**PROBLEM DETAILS:**
Find each line below that contains the word "bridge" and copy those lines out in full.

**SUPPLIED INFORMATION:**
========================
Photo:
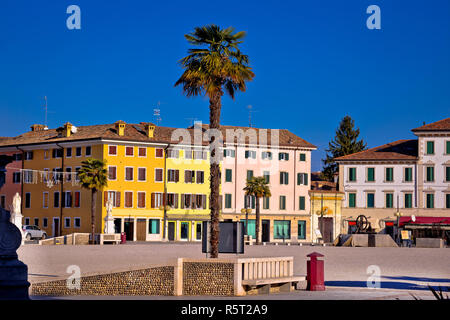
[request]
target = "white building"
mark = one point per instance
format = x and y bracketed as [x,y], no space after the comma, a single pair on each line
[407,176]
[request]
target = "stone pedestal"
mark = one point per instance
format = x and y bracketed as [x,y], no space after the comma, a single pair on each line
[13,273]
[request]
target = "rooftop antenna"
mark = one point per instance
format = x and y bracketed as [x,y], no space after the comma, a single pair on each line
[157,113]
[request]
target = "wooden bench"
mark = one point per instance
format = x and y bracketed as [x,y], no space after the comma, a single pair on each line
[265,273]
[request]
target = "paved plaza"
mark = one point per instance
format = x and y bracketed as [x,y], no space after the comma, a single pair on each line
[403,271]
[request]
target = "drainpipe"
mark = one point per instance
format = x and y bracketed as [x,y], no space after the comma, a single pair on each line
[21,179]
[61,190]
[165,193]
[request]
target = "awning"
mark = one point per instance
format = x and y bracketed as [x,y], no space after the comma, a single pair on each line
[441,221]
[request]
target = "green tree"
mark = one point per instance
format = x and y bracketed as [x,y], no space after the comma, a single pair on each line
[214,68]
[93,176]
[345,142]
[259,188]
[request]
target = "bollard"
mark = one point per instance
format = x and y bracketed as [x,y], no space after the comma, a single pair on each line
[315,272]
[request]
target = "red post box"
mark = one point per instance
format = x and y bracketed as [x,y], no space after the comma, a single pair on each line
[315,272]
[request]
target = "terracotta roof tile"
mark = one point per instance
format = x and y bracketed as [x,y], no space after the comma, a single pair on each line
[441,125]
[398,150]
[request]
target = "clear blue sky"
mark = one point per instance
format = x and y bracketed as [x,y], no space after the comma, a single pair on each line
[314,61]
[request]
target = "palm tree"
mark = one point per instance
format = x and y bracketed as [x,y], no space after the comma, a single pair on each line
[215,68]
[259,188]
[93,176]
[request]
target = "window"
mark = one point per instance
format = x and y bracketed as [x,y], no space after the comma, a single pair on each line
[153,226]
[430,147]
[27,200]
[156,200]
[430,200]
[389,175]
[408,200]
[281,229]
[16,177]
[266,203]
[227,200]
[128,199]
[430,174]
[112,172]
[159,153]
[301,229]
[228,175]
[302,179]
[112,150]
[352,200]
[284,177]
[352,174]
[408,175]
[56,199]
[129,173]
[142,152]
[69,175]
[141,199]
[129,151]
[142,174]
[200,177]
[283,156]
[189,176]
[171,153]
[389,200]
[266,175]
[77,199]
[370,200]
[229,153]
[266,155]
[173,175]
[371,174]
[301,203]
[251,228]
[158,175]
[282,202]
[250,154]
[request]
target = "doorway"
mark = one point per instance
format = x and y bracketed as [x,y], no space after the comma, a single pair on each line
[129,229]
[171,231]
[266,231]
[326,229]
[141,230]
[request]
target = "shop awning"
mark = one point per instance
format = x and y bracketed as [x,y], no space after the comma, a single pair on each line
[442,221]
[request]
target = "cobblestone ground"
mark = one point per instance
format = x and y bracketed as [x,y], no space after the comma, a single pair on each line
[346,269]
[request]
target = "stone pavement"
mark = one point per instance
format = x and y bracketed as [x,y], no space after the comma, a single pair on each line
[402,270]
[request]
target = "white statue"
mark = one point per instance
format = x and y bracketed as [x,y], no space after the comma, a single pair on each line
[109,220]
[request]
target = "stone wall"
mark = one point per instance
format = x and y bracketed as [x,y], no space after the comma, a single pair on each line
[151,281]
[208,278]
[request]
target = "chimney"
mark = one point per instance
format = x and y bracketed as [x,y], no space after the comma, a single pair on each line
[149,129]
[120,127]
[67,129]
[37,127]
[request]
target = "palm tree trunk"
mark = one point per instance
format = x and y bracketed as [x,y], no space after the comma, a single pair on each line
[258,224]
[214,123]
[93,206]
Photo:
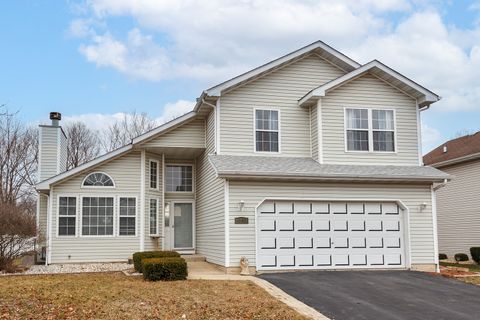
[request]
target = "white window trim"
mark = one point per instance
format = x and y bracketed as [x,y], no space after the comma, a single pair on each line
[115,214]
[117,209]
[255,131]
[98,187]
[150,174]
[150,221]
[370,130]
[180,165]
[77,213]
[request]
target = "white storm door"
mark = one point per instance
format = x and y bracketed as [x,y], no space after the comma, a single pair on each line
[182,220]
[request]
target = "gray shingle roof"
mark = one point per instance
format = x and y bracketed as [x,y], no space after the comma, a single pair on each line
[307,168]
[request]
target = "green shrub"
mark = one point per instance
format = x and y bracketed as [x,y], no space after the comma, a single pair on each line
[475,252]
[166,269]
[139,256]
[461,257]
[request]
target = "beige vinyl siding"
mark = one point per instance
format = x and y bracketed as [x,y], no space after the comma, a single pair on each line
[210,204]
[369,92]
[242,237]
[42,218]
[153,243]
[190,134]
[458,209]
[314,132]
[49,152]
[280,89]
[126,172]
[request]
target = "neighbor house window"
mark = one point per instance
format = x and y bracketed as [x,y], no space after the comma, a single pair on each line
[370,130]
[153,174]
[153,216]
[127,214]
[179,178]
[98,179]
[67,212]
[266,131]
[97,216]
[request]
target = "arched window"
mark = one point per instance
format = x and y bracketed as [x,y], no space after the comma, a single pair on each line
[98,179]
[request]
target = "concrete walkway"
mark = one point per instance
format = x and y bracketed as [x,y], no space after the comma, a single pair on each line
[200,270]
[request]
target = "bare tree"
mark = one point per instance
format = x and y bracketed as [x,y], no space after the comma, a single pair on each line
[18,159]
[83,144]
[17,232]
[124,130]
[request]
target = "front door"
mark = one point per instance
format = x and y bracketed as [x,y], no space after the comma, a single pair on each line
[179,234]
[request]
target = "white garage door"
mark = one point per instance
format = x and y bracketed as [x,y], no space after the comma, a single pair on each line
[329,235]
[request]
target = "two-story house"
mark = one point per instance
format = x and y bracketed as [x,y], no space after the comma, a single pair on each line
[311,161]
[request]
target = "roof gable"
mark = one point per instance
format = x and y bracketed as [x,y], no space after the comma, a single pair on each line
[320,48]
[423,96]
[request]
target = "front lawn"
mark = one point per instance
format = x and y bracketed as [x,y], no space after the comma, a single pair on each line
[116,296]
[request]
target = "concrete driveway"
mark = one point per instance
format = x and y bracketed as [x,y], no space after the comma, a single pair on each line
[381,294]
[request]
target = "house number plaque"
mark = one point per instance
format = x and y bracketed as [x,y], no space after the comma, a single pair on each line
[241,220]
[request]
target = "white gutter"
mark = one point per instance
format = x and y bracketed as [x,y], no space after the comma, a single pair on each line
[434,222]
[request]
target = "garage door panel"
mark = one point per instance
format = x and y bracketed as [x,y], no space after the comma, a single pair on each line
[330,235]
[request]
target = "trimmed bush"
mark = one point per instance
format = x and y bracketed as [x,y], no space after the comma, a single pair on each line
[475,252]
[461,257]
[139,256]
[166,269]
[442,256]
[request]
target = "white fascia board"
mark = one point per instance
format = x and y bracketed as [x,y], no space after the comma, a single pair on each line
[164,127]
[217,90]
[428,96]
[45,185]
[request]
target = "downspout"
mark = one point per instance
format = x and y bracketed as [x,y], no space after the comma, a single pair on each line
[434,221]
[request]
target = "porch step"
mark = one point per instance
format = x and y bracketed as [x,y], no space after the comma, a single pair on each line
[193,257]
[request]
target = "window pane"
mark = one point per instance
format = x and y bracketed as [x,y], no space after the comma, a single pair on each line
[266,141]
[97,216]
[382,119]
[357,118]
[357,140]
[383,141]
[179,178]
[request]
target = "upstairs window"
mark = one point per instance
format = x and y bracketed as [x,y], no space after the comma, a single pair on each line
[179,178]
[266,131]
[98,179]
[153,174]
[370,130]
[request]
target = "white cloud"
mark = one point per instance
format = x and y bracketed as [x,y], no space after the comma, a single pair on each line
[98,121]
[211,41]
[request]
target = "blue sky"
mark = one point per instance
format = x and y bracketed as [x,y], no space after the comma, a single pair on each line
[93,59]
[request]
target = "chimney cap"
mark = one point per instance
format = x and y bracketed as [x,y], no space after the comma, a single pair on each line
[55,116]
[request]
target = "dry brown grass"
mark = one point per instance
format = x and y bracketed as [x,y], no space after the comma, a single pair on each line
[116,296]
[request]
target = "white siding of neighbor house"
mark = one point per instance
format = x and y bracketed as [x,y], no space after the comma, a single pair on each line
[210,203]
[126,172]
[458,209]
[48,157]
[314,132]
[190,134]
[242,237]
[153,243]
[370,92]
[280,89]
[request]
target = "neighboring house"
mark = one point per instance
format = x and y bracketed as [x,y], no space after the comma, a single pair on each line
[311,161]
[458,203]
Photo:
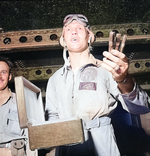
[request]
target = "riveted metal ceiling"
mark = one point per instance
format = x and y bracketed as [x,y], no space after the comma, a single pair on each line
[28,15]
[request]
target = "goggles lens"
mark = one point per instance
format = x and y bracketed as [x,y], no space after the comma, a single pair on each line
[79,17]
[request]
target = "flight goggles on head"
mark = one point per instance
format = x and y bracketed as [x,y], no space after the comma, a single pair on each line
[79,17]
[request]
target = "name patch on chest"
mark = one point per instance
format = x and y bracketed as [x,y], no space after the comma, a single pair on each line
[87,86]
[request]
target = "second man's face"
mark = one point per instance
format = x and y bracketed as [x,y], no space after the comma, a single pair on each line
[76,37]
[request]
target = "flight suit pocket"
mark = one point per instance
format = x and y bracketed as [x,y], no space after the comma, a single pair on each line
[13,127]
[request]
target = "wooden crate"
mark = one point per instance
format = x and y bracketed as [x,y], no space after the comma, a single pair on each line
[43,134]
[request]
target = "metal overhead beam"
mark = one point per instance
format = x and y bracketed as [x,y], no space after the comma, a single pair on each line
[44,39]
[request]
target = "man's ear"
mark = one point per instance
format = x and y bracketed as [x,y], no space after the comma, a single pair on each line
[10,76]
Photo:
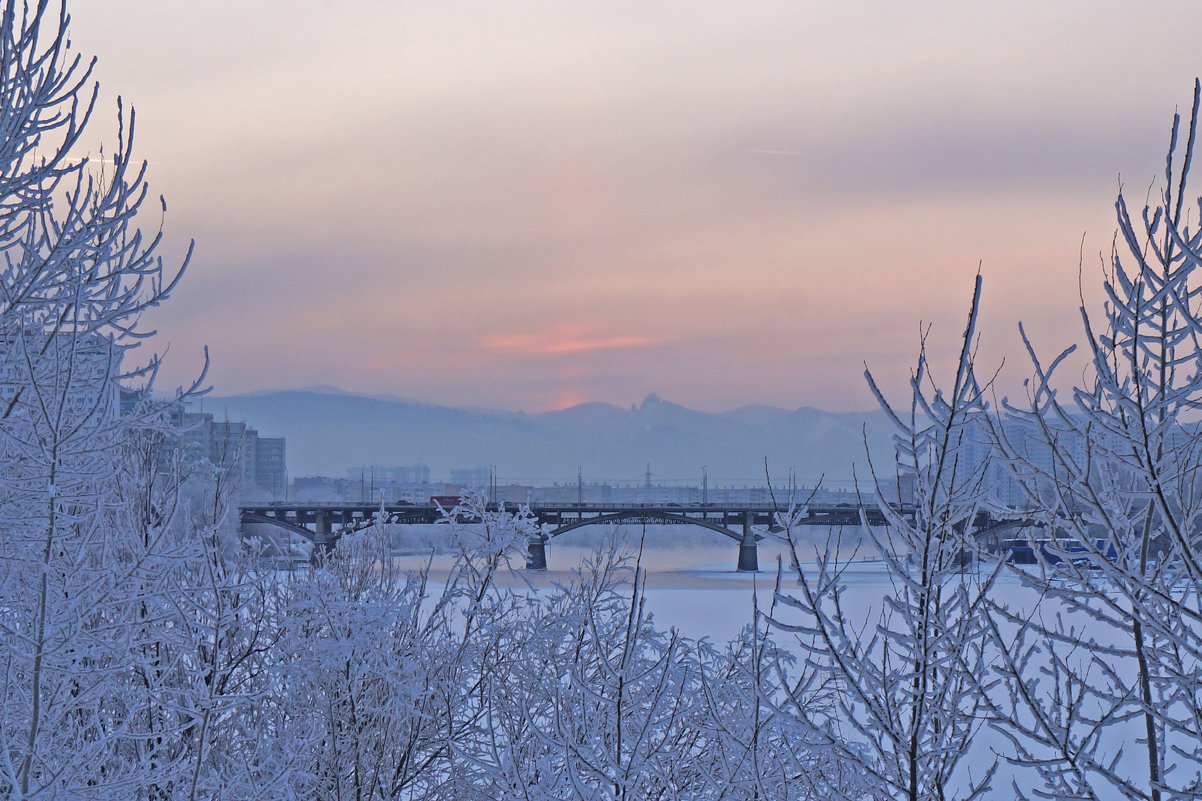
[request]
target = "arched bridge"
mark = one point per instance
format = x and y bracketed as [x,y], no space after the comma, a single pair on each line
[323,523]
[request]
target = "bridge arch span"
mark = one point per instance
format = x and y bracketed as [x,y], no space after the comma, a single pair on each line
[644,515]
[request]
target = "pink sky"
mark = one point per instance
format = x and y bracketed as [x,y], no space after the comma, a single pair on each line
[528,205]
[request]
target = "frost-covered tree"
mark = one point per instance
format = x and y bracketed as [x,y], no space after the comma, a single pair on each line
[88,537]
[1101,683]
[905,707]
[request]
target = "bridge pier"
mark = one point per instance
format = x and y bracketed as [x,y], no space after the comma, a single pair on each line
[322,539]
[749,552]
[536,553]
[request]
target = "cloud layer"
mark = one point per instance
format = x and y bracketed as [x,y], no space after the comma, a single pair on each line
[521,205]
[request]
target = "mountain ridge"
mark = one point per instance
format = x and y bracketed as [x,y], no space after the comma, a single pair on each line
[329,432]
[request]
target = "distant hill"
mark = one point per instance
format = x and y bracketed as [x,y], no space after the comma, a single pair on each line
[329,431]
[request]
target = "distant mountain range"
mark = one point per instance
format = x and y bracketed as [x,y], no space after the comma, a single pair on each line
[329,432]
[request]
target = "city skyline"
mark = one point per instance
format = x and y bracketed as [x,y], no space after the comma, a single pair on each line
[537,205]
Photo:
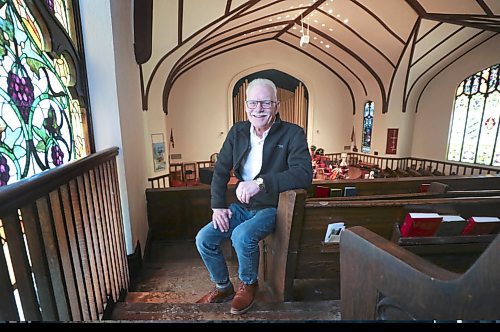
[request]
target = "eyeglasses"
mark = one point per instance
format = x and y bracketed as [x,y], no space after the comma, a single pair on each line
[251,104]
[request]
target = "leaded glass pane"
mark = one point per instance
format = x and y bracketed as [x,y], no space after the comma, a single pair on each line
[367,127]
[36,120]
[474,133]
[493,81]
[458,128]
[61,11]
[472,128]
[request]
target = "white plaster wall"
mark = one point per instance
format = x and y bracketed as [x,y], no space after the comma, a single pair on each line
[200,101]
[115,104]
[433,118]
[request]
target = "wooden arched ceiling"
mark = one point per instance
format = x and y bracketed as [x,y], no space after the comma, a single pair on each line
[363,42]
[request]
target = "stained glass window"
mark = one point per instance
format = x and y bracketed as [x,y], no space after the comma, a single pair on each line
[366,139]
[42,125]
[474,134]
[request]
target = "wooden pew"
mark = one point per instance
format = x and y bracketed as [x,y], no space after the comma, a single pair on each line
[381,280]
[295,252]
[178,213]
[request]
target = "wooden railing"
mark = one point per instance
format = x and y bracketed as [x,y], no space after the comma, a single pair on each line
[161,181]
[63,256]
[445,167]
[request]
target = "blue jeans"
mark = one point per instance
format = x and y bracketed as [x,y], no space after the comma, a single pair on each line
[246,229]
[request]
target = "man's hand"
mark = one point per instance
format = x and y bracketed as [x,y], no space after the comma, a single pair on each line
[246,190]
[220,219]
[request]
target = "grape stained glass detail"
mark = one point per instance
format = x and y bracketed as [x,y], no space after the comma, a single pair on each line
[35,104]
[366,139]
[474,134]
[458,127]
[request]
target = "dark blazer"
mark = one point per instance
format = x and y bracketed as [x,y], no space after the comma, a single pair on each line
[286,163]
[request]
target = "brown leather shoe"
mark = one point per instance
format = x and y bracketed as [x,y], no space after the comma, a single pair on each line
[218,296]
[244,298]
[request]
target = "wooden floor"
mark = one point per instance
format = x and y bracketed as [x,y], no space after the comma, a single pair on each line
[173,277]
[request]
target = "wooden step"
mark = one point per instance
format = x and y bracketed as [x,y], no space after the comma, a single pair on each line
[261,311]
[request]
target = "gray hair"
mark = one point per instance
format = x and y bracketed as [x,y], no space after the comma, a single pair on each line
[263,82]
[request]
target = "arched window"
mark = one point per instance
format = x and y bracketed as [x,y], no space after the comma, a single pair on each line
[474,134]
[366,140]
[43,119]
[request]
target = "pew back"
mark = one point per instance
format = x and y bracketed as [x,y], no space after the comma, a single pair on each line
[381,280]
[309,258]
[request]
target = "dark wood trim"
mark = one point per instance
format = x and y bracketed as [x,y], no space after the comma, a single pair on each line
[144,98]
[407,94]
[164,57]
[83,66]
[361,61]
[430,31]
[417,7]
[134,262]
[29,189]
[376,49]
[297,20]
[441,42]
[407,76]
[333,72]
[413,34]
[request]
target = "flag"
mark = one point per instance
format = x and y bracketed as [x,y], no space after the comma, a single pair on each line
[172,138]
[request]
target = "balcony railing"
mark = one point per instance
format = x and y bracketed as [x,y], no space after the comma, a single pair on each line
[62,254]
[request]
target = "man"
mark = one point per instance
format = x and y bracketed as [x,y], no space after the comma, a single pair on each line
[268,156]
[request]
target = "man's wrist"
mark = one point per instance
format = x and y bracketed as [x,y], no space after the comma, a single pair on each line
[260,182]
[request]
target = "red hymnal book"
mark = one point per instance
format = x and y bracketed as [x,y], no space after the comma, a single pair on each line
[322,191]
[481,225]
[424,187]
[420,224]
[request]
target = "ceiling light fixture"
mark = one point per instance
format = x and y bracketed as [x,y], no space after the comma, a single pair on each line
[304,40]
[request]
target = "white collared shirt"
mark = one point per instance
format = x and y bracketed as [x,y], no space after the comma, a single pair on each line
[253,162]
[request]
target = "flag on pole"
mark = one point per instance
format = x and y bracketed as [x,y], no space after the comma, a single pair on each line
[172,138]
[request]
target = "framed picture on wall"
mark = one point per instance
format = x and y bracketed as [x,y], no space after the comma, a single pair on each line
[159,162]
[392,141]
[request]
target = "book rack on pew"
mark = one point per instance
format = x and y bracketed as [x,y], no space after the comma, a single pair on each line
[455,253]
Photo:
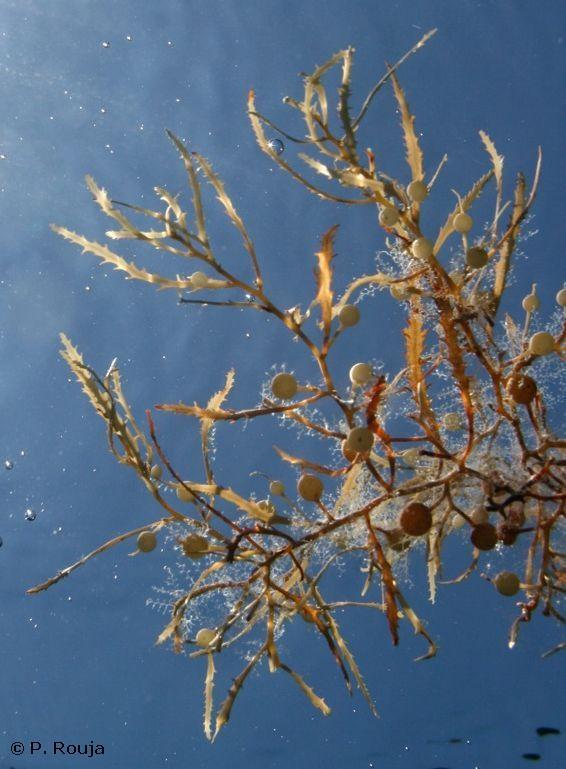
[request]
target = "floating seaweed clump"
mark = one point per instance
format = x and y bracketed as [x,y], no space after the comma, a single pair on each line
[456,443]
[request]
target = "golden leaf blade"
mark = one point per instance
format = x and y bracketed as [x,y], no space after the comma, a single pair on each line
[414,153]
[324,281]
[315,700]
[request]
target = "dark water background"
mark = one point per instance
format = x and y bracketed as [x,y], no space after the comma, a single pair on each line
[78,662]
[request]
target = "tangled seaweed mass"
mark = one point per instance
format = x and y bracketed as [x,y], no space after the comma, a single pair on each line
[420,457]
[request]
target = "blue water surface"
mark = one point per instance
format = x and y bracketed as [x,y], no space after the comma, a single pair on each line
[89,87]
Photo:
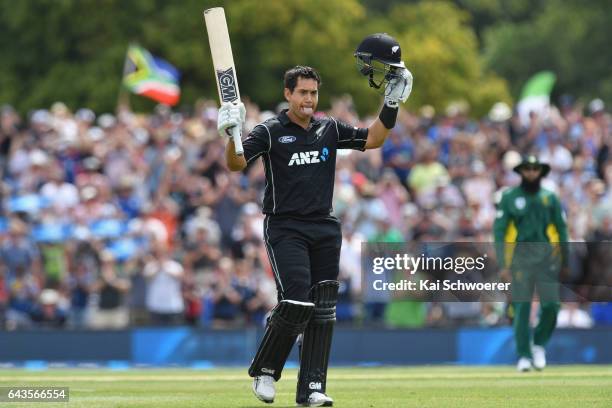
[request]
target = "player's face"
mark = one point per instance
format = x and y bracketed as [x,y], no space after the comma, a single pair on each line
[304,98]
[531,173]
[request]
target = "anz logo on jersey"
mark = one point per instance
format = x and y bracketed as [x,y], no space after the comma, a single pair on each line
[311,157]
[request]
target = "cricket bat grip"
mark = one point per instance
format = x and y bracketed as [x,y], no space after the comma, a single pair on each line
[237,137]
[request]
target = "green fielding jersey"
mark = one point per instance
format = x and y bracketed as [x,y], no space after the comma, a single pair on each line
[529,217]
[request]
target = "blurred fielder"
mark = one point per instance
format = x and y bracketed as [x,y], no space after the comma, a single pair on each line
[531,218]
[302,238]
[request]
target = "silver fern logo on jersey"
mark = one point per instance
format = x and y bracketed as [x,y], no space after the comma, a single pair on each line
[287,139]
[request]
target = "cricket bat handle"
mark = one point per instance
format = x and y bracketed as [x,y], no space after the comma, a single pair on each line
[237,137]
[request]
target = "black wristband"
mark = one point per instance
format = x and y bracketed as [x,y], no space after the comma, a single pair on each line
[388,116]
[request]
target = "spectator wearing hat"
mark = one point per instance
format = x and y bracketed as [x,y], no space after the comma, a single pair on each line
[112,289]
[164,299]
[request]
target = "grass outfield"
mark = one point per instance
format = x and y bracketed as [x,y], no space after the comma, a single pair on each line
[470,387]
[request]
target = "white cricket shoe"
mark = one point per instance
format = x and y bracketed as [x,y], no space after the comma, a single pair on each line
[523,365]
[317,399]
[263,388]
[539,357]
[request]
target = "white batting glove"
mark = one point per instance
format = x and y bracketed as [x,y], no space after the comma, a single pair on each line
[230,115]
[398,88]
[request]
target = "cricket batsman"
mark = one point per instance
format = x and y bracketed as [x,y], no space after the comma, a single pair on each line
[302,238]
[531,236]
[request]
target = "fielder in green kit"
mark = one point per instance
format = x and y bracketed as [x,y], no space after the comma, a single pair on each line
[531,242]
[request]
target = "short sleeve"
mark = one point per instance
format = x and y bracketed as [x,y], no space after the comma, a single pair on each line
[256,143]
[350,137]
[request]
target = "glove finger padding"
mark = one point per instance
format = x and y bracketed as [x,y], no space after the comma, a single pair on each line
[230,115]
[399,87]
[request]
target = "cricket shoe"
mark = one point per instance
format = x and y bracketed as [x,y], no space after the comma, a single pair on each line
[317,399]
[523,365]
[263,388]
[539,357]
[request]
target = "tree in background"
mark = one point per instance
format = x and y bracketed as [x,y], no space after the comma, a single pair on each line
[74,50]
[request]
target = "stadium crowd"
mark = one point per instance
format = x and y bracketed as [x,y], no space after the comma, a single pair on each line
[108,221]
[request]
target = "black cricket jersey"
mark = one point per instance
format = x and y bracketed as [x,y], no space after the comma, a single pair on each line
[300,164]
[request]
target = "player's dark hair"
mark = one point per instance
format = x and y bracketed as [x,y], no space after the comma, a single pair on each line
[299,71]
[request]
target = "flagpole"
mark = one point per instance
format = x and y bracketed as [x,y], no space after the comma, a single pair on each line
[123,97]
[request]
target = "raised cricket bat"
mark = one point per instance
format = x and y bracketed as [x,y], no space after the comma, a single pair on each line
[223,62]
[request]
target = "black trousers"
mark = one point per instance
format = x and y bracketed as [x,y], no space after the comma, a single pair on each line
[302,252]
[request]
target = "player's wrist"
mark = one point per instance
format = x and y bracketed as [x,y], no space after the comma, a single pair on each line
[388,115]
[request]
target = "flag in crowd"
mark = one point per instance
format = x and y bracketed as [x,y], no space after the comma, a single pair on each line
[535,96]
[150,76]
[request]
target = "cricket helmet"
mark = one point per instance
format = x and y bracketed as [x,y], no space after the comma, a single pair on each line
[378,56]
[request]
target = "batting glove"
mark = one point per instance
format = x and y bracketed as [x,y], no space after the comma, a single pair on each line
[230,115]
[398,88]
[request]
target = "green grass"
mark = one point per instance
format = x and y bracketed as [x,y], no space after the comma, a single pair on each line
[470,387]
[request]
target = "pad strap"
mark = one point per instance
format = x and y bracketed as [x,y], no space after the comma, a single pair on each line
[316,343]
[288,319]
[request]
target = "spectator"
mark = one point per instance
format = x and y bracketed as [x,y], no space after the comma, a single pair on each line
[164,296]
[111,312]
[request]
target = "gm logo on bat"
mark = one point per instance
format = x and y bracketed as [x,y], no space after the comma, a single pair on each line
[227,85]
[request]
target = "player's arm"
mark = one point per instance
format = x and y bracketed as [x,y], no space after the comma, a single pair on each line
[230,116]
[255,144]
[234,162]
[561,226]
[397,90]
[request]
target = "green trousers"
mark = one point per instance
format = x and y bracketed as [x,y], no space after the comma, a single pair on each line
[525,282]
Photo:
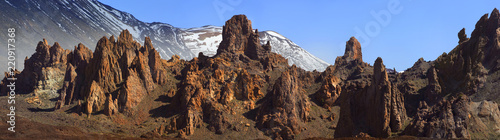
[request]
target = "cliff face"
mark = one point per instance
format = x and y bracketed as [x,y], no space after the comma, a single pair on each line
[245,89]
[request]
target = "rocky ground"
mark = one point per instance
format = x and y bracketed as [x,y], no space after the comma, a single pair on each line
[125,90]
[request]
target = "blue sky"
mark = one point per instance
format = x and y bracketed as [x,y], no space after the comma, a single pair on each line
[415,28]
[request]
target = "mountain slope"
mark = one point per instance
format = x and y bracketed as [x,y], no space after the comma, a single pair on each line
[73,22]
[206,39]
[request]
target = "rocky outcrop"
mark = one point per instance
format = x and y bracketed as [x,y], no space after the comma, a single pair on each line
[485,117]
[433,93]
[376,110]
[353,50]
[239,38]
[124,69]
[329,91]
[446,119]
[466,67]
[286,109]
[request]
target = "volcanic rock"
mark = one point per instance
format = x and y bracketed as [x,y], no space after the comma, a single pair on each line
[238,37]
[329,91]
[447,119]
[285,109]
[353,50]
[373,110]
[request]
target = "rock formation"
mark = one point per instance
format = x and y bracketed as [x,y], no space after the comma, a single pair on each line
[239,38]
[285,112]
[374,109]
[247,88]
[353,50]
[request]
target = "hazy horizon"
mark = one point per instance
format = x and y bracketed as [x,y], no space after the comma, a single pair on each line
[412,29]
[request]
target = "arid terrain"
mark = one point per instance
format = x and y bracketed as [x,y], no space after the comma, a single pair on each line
========================
**REPLY TO THE EXERCISE:**
target = "arched bridge"
target = "bridge arch span"
target = "bridge pier"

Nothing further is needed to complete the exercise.